**What is needed**
Swap every "bracketed list" in the records below for "bracketed array" and reproduce them with nothing else altered.

:: Material for this task ::

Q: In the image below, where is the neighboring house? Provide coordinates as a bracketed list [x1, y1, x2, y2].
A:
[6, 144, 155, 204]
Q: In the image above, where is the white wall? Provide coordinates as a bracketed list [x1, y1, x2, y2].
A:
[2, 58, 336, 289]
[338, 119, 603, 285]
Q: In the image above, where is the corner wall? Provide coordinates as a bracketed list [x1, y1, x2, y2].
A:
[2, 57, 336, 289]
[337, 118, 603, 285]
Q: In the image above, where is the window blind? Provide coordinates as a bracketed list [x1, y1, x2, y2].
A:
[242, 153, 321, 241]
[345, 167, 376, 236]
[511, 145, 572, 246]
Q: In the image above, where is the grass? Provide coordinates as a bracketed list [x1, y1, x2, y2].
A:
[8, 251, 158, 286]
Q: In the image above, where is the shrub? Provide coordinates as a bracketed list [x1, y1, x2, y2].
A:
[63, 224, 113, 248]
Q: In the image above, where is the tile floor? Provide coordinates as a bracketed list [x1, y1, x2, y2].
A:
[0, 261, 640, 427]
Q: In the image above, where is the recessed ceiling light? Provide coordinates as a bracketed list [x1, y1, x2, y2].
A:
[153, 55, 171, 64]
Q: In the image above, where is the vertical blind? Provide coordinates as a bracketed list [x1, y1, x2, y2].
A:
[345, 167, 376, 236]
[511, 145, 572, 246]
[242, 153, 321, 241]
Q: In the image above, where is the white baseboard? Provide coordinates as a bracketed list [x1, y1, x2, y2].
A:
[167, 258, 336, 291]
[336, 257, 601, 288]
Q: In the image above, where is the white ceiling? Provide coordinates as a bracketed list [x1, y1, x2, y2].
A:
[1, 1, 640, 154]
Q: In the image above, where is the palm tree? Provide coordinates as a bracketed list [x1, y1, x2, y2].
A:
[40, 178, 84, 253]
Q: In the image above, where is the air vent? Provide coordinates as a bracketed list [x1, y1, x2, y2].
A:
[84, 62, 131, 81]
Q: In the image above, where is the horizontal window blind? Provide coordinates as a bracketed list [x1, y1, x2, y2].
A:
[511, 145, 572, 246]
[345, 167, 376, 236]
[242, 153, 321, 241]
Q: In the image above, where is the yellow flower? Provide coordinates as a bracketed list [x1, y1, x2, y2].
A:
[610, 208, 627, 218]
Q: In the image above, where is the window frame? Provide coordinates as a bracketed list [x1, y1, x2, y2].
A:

:::

**The reply**
Q: In the image below, where is the neighboring house? Provide coordinates as a bracketed array [x1, y1, x2, y2].
A:
[6, 144, 155, 204]
Q: In the image above, where is the white wall? Provide coordinates as a bracketed array [x1, y1, x2, y2].
A:
[2, 58, 336, 289]
[338, 119, 603, 285]
Q: In the image above, where is the corner wall? Provide coordinates as a bracketed array [x1, y1, x2, y2].
A:
[2, 57, 336, 289]
[337, 118, 603, 285]
Q: In the image above, where is the window blind? Provide coordinates as a bracketed array [x1, y1, x2, y2].
A:
[242, 153, 321, 241]
[345, 167, 376, 236]
[511, 145, 572, 246]
Q: In the image above, where is the grass? Provide coordinates as a bracketed array [x1, y1, x2, y2].
A:
[8, 251, 158, 286]
Q: In the image above, where is the shrub? Provide coordinates as a bracketed array [x1, y1, x2, y2].
A:
[63, 224, 113, 248]
Q: In the image above, where is the tile floor? Provide coordinates as a bracketed array [x1, y1, x2, y2].
A:
[0, 261, 640, 427]
Q: In the image above, where is the recessed ceiling light? Provide coordinates as a bracketed array [x1, y1, x2, y2].
A:
[153, 55, 171, 64]
Q: In the image above, where is the vertical blind? Provide coordinates as a bracketed array [x1, y1, x2, y2].
A:
[345, 167, 376, 236]
[511, 145, 572, 246]
[242, 153, 321, 241]
Q: In the image above, where is the white baseboard? Provide coordinates as a bracketed array [x1, y1, x2, y2].
A:
[167, 258, 336, 291]
[336, 257, 601, 288]
Q: In the image above, where is the white ceiling? Provide coordinates as a bracketed array [x1, y1, x2, y2].
A:
[1, 1, 640, 154]
Q: In the image above, where is the palm tree? Provide coordinates as a bracketed array [x1, y1, x2, y2].
A:
[40, 178, 84, 253]
Q: In the image above, where is the air vent? Provide coordinates as a bracketed array [x1, y1, x2, y2].
A:
[84, 62, 131, 81]
Q: In the image above, where is the horizontal window blind? Provide coordinates as a bracketed array [x1, y1, x2, y2].
A:
[511, 145, 572, 246]
[345, 167, 376, 236]
[242, 153, 321, 241]
Q: In the image above, where is the yellow flower? Provide coordinates as a bracketed array [x1, y1, x2, y2].
A:
[610, 208, 627, 218]
Q: In the image above, where is the window frame? Provide coordinates as a bracketed array [x1, y1, x2, y2].
A:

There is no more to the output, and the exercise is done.